§ **To be done**: Output all of the data below exactly as given.

(Items from a labeling collection)
:::::

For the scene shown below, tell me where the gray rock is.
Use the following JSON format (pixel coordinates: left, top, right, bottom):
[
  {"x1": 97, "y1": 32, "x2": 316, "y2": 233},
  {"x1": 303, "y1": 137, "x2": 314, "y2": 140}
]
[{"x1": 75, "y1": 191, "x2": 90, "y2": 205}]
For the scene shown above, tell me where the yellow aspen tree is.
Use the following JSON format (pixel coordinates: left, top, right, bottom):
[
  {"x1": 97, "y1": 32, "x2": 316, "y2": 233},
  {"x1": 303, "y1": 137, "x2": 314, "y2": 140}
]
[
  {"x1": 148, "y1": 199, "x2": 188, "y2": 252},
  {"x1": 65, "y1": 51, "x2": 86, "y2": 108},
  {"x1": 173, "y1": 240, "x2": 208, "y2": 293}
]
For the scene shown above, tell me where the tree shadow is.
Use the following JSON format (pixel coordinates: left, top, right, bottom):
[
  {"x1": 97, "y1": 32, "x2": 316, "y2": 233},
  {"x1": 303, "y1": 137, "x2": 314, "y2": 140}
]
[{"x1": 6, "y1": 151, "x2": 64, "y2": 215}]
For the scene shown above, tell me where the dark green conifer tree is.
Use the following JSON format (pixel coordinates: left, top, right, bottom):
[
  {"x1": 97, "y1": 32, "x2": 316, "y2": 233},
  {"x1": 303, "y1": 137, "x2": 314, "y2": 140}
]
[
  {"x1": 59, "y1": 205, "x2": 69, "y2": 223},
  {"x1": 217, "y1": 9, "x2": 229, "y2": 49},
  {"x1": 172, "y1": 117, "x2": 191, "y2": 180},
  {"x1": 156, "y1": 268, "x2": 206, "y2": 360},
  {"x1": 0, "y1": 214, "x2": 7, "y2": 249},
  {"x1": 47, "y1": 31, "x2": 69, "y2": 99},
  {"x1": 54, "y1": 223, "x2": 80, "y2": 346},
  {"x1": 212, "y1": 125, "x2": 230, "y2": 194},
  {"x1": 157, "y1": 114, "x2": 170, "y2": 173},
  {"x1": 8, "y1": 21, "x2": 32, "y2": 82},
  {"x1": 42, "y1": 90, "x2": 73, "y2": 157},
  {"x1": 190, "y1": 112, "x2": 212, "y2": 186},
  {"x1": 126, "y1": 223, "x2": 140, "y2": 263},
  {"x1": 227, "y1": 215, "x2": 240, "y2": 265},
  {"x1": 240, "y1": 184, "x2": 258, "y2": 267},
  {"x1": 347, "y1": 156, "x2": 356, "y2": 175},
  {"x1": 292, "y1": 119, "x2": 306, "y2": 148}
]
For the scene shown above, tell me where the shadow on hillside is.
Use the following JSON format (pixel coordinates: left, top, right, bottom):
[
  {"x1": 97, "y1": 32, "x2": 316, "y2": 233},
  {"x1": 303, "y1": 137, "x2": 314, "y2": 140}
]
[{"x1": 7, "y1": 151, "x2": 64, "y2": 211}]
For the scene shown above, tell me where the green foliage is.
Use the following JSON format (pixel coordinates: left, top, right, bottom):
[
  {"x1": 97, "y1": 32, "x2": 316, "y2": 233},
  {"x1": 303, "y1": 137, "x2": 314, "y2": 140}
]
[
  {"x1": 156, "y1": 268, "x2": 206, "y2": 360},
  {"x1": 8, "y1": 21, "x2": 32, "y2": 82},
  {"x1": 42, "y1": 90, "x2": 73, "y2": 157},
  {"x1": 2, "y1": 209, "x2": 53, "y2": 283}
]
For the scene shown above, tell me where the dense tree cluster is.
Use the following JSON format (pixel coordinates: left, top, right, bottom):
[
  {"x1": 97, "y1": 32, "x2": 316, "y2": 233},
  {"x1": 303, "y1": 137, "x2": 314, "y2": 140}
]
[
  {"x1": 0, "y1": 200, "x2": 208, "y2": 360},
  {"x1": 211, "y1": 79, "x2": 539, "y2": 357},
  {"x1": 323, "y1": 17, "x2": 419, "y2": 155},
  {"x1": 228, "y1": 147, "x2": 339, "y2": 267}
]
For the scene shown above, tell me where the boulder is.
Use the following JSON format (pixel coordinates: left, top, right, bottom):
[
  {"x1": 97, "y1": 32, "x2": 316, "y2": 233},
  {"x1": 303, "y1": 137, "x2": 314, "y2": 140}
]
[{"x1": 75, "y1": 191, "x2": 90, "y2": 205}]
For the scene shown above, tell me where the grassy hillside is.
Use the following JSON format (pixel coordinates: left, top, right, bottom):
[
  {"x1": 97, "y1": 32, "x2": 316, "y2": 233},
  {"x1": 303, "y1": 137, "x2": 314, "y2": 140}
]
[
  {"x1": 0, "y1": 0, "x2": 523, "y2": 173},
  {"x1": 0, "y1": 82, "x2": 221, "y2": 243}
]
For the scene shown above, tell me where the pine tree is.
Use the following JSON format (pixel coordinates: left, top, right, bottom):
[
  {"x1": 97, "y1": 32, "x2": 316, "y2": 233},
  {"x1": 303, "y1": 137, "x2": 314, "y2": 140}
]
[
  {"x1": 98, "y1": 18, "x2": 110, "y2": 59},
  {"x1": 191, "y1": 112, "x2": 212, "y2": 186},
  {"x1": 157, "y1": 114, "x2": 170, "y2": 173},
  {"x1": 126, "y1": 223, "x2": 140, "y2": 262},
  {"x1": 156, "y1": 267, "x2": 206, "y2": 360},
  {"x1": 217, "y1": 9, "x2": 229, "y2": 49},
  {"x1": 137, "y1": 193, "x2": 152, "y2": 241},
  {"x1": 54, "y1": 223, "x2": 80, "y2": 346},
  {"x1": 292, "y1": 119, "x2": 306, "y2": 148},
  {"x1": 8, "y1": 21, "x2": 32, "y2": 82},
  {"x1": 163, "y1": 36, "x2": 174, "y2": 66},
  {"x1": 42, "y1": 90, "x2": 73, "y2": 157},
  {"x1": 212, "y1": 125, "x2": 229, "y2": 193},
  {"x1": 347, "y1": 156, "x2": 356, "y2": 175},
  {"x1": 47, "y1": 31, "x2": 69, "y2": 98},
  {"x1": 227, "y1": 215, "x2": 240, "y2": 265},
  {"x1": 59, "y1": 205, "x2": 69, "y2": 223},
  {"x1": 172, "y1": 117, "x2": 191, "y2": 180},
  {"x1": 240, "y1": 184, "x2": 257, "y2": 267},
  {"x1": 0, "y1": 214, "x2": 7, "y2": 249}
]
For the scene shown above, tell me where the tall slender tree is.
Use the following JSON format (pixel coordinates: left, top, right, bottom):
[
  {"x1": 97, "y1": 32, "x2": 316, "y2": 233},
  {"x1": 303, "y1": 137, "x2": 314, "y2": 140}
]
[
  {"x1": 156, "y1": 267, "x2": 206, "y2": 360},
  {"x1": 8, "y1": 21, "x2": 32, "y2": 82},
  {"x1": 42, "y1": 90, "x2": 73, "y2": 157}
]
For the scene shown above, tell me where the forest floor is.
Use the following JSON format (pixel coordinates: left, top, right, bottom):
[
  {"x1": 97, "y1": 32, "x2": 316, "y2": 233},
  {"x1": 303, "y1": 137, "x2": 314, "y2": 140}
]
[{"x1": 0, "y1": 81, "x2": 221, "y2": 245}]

:::::

§ **Response to this exercise**:
For the scene shown below, tell me where the gray rock is.
Use the following JSON format (pixel coordinates: left, top, right, bottom):
[
  {"x1": 97, "y1": 32, "x2": 316, "y2": 233},
  {"x1": 303, "y1": 137, "x2": 314, "y2": 140}
]
[{"x1": 75, "y1": 191, "x2": 90, "y2": 205}]
For the scene shown above, tell me where the yellow aspen tree is.
Use the following JSON format (pixel coordinates: left, top, right, bottom):
[
  {"x1": 97, "y1": 32, "x2": 316, "y2": 233},
  {"x1": 303, "y1": 137, "x2": 314, "y2": 140}
]
[
  {"x1": 148, "y1": 199, "x2": 188, "y2": 252},
  {"x1": 65, "y1": 51, "x2": 86, "y2": 108},
  {"x1": 173, "y1": 240, "x2": 208, "y2": 293}
]
For the scene shown above, tell me where the tree shadow is.
Use the following JSON format (pixel coordinates: left, top, right, bottom):
[
  {"x1": 97, "y1": 32, "x2": 316, "y2": 233},
  {"x1": 303, "y1": 137, "x2": 314, "y2": 140}
]
[{"x1": 6, "y1": 151, "x2": 64, "y2": 215}]
For the scene shown above, tell me where the dark green conifer tree is.
Use the following JSON format (pixel coordinates: left, top, right, bottom):
[
  {"x1": 97, "y1": 32, "x2": 316, "y2": 233},
  {"x1": 303, "y1": 137, "x2": 314, "y2": 140}
]
[
  {"x1": 59, "y1": 205, "x2": 69, "y2": 223},
  {"x1": 217, "y1": 9, "x2": 229, "y2": 49},
  {"x1": 172, "y1": 117, "x2": 191, "y2": 180},
  {"x1": 156, "y1": 268, "x2": 206, "y2": 360},
  {"x1": 0, "y1": 214, "x2": 7, "y2": 249},
  {"x1": 47, "y1": 31, "x2": 69, "y2": 99},
  {"x1": 54, "y1": 223, "x2": 80, "y2": 346},
  {"x1": 212, "y1": 125, "x2": 230, "y2": 194},
  {"x1": 157, "y1": 114, "x2": 170, "y2": 173},
  {"x1": 8, "y1": 21, "x2": 32, "y2": 82},
  {"x1": 42, "y1": 90, "x2": 73, "y2": 157},
  {"x1": 190, "y1": 112, "x2": 212, "y2": 186},
  {"x1": 126, "y1": 223, "x2": 140, "y2": 263},
  {"x1": 227, "y1": 215, "x2": 240, "y2": 265},
  {"x1": 240, "y1": 184, "x2": 258, "y2": 267},
  {"x1": 347, "y1": 156, "x2": 356, "y2": 175},
  {"x1": 292, "y1": 119, "x2": 306, "y2": 148}
]
For the scene shown above, tell me where the shadow on hillside is.
Use the following JSON format (pixel coordinates: left, top, right, bottom):
[
  {"x1": 97, "y1": 32, "x2": 316, "y2": 233},
  {"x1": 303, "y1": 137, "x2": 314, "y2": 140}
]
[{"x1": 7, "y1": 151, "x2": 64, "y2": 211}]
For the scene shown above, tell me where the green foliage is.
Use the following JSON format (pixel coordinates: left, top, right, bottom):
[
  {"x1": 97, "y1": 32, "x2": 316, "y2": 233},
  {"x1": 303, "y1": 137, "x2": 314, "y2": 140}
]
[
  {"x1": 156, "y1": 268, "x2": 206, "y2": 360},
  {"x1": 8, "y1": 21, "x2": 32, "y2": 82},
  {"x1": 42, "y1": 90, "x2": 73, "y2": 157},
  {"x1": 2, "y1": 209, "x2": 53, "y2": 283}
]
For the scene shown above, tell me where the dense tree cluster is.
Use the following JSON format (pixel coordinates: left, top, right, bottom):
[
  {"x1": 97, "y1": 32, "x2": 316, "y2": 233},
  {"x1": 303, "y1": 137, "x2": 314, "y2": 140}
]
[
  {"x1": 0, "y1": 200, "x2": 208, "y2": 360},
  {"x1": 211, "y1": 79, "x2": 539, "y2": 357},
  {"x1": 323, "y1": 17, "x2": 419, "y2": 155},
  {"x1": 228, "y1": 147, "x2": 339, "y2": 267}
]
For the scene shown above, tell me where the boulder is.
Use the following JSON format (pixel coordinates: left, top, right, bottom):
[
  {"x1": 97, "y1": 32, "x2": 316, "y2": 233},
  {"x1": 303, "y1": 137, "x2": 314, "y2": 140}
]
[{"x1": 75, "y1": 191, "x2": 90, "y2": 205}]
For the scene shown above, tell me where the grassy hillside is.
Use the following JSON format (pixel coordinates: left, top, right, bottom):
[
  {"x1": 97, "y1": 32, "x2": 316, "y2": 233},
  {"x1": 303, "y1": 137, "x2": 314, "y2": 140}
]
[
  {"x1": 0, "y1": 0, "x2": 523, "y2": 173},
  {"x1": 0, "y1": 82, "x2": 221, "y2": 243}
]
For the scene shown above, tell me where the pine tree is.
Use the following JSON format (pixel coordinates: left, top, right, bottom):
[
  {"x1": 97, "y1": 32, "x2": 316, "y2": 233},
  {"x1": 303, "y1": 137, "x2": 314, "y2": 140}
]
[
  {"x1": 98, "y1": 18, "x2": 110, "y2": 59},
  {"x1": 191, "y1": 112, "x2": 212, "y2": 186},
  {"x1": 157, "y1": 114, "x2": 170, "y2": 173},
  {"x1": 126, "y1": 223, "x2": 140, "y2": 262},
  {"x1": 156, "y1": 267, "x2": 206, "y2": 360},
  {"x1": 217, "y1": 9, "x2": 229, "y2": 49},
  {"x1": 137, "y1": 193, "x2": 152, "y2": 241},
  {"x1": 54, "y1": 223, "x2": 80, "y2": 346},
  {"x1": 292, "y1": 119, "x2": 306, "y2": 148},
  {"x1": 8, "y1": 21, "x2": 32, "y2": 82},
  {"x1": 163, "y1": 36, "x2": 174, "y2": 66},
  {"x1": 42, "y1": 90, "x2": 73, "y2": 157},
  {"x1": 212, "y1": 125, "x2": 229, "y2": 193},
  {"x1": 347, "y1": 156, "x2": 356, "y2": 175},
  {"x1": 47, "y1": 31, "x2": 69, "y2": 98},
  {"x1": 227, "y1": 215, "x2": 240, "y2": 265},
  {"x1": 59, "y1": 205, "x2": 69, "y2": 223},
  {"x1": 172, "y1": 117, "x2": 191, "y2": 180},
  {"x1": 240, "y1": 184, "x2": 257, "y2": 267},
  {"x1": 0, "y1": 214, "x2": 7, "y2": 249}
]
For the scene shown above, tell me where the tall slender tree is.
Use the following JSON format (pixel coordinates: left, top, right, bottom):
[
  {"x1": 97, "y1": 32, "x2": 316, "y2": 233},
  {"x1": 303, "y1": 137, "x2": 314, "y2": 140}
]
[
  {"x1": 156, "y1": 267, "x2": 206, "y2": 360},
  {"x1": 8, "y1": 21, "x2": 32, "y2": 82},
  {"x1": 42, "y1": 90, "x2": 73, "y2": 157}
]
For the scene shown above, tell me where the forest floor is.
Use the following JSON format (pixel coordinates: left, top, right, bottom):
[
  {"x1": 97, "y1": 32, "x2": 316, "y2": 233},
  {"x1": 303, "y1": 137, "x2": 314, "y2": 140}
]
[{"x1": 0, "y1": 81, "x2": 221, "y2": 245}]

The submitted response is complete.